## Tasks to perform:
1) In the blog post about bad baby names, which terms does the writer put in quotation marks to describe the kind of name parents seek? List all of them.
2) Summarize the excerpted blog posts in two sentences.
3) In the blog's TV review, what was the name of the dog whose death a man said took away everything special about him?

Thursday, January 12, 2012

TV review: I Cloned My Pet

I watched this show last night with my daughter. 

Dear lord. 

I love my pets, I truly do, but these folks were so, so, so far over the top in their obsessions with their dogs.  One man said, "When Wolfie died, everything that was special about me went with her."  

Is this guy serious? EVERYTHING that made him special--all of his unique qualities and attributes and talents--evaporated when his dog died. Really? 

One woman described her dog as her "soulmate." Another woman featured on the show said her deceased dog Trouble "was the love of my life." 

Pets offer unconditional love, and yes, they hold a very special place in our hearts.  But if you think a canine is the one being on Earth who is meant for you as a mate, above all need to get yourself some counseling. 

Sunday, January 8, 2012

Bad Baby Names: Shame on you, Beyonce & Jay-Z

A baby is a miracle that takes 9 months to grow and a lifetime to nurture....and then you go and name her "Blue"??? 
There oughta be a law against that. Truly.

What is this crazy sickness that comes over people--especially celebrities--when they have a baby?  The quest to find a name that is "different" and "unique" and "unlike anything else out there" says far more about the prospective parents than it does the child..

## Information given:
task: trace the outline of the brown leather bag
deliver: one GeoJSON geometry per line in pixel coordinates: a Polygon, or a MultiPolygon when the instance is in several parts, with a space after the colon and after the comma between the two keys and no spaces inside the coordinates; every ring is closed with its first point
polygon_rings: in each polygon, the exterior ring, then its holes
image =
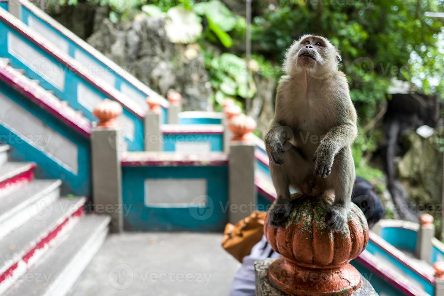
{"type": "Polygon", "coordinates": [[[242,263],[242,259],[251,252],[264,234],[264,221],[266,212],[255,211],[235,225],[225,226],[222,247],[242,263]]]}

## Per-task answers:
1)
"different"
"unique"
"unlike anything else out there"

2) In a review of the show "I Cloned My Pet," the writer argues that the people featured were far too obsessed with their dogs, with one calling a dog a "soulmate" and another calling a dog "the love of my life." A second post criticizes Beyonce and Jay-Z for naming their baby "Blue" and says that the quest for an unusual name reveals more about the parents than about the child.

3) Wolfie